Comedy war nicht der Plan von Nikita Miller. Zunächst machte er sein Abitur nach, studierte Medieninformatik und, weil das nicht passte, danach Philosophie und Rhetorik. In vertrauter Runde erzählte er gerne seinen Kumpels Jugendgeschichten. Per Zufall hörte das am Nebentisch – der in Nagold so vertraute – Klaus Birk.

Er ermunterte ihn, das doch mal auf der Bühne zu versuchen und verschaffte ihm einen kleinen unbezahlten Auftritt. Miller hat Klaus Birk, der ihn immer wieder gecoacht hat, viel zu verdanken. Nicht zuletzt hat der ihm seine Tochter Diana vorgestellt mit dem Erfolg, dass die beiden jetzt Partner im Leben und teilweise auch bei der Arbeit sind.

Es folgten weitere 80 unbezahlte Auftritte. Gut, dass Nikita Miller schon sein Studium mit sehr vielen unterschiedlichen Jobs finanziert hat. Er hat alles gemacht, was sich anbot, um Geld zu verdienen: Pizzalieferant, Bandarbeiter, Türsteher, Mediengestalter, Cartoonist. Türsteher sei besonders gut gewesen, weil immer so viel los war und die Zeit damit schnell verging. Noch lieber war ihm das Zeichnen von Cartoons. So konnte er auch die Durststrecke der unbezahlten Kleinauftritte überstehen und seine Fahrten quer durch die Republik finanzieren. Erst als Dieter Nuhr ihn weiter empfiehlt, bekommt er bezahlte Auftritte und die Karriere nimmt richtig Fahrt auf. Mancher Veranstalter mag gedacht haben: "Wenn’s der Dieter sagt, wird’s scho stemme!"

"Niemand geht barfuß ins Geschäft zum Schuhe kaufen"

Immer noch auf Sparen ausgerichtet, rechnet er seiner Frau und dem Publikum genüsslich vor, wie viel Geld man sparen kann, wenn man Flix-Train fährt. Schade nur, dass der Zug nicht ankommt und gleich drei wichtige und konkurrierende Termine in Berlin platzen.

In der 5. Schulklasse vergnügt er sich mit seinen Kumpels Viktor, Oleg und Vidam, die es tatsächlich gab – allerdings mit anderen Namen –, mit einem Pornoheft in den Schulpausen. Mehr und mehr Jungs wollen mitmachen und die Besitzer des Hefts sind einfach die Obercoolen.

Später in Klasse 7 und 8 wird es noch cooler. Nikita mutiert zu "2Pac", dem angesagten Gangsterrapper, und seine "Schulgang" macht mit. Beutelhosen, die zwischen den Knien hängen, "wie vollgeschissen aussehen und den attraktiven Pinguingang verleihen". Auch der Slang, in dem man sich anredet wie "Hi, Killer" oder "Ej, Nigger" klappen prima – nur die fette Goldkette fehlt. Die bekommt er vom Flohmarkt, auf den Papa ihn mitgenommen hat. Der Vater handelt den Verkäufer von 50 Mark zunächst auf fünf Mark runter und Nikita bewundert ihn dafür. Dass er dann versucht, das gleiche Manöver an der Aldi-Kasse durchzuführen, misslingt natürlich. Wie so viele Dinge misslingen auf dem Weg, ein Mann zu werden.

ARBEITSAUFTRAG 1> Zählen Sie alle Jobs auf, mit denen Nikita Miller laut dem Textauszug sein Studium finanziert hat.
ARBEITSAUFTRAG 2> Wessen Empfehlung verschafft Nikita Miller laut dem Textauszug bezahlte Auftritte?
ARBEITSAUFTRAG 3> Schreiben Sie aus dem Textauszug den Abschnitt von „Später in Klasse“ bis „Mann zu werden.“ wortgetreu ab.

ERFASSTE DATEN>
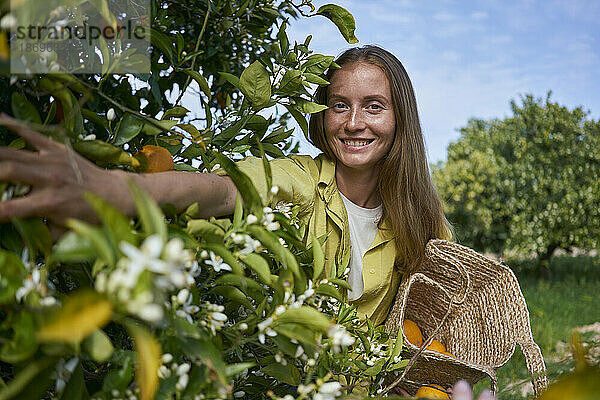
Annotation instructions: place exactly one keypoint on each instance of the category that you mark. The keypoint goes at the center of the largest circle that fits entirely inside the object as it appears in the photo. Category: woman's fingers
(36, 139)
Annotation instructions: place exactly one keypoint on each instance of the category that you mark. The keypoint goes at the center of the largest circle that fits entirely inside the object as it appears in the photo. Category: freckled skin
(360, 124)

SCHRIFTLICHE ANTWORT 1> Pizzalieferant, Bandarbeiter, Türsteher, Mediengestalter, Cartoonist

SCHRIFTLICHE ANTWORT 2> Die Empfehlung von Dieter Nuhr.

SCHRIFTLICHE ANTWORT 3>
Später in Klasse 7 und 8 wird es noch cooler. Nikita mutiert zu "2Pac", dem angesagten Gangsterrapper, und seine "Schulgang" macht mit. Beutelhosen, die zwischen den Knien hängen, "wie vollgeschissen aussehen und den attraktiven Pinguingang verleihen". Auch der Slang, in dem man sich anredet wie "Hi, Killer" oder "Ej, Nigger" klappen prima – nur die fette Goldkette fehlt. Die bekommt er vom Flohmarkt, auf den Papa ihn mitgenommen hat. Der Vater handelt den Verkäufer von 50 Mark zunächst auf fünf Mark runter und Nikita bewundert ihn dafür. Dass er dann versucht, das gleiche Manöver an der Aldi-Kasse durchzuführen, misslingt natürlich. Wie so viele Dinge misslingen auf dem Weg, ein Mann zu werden.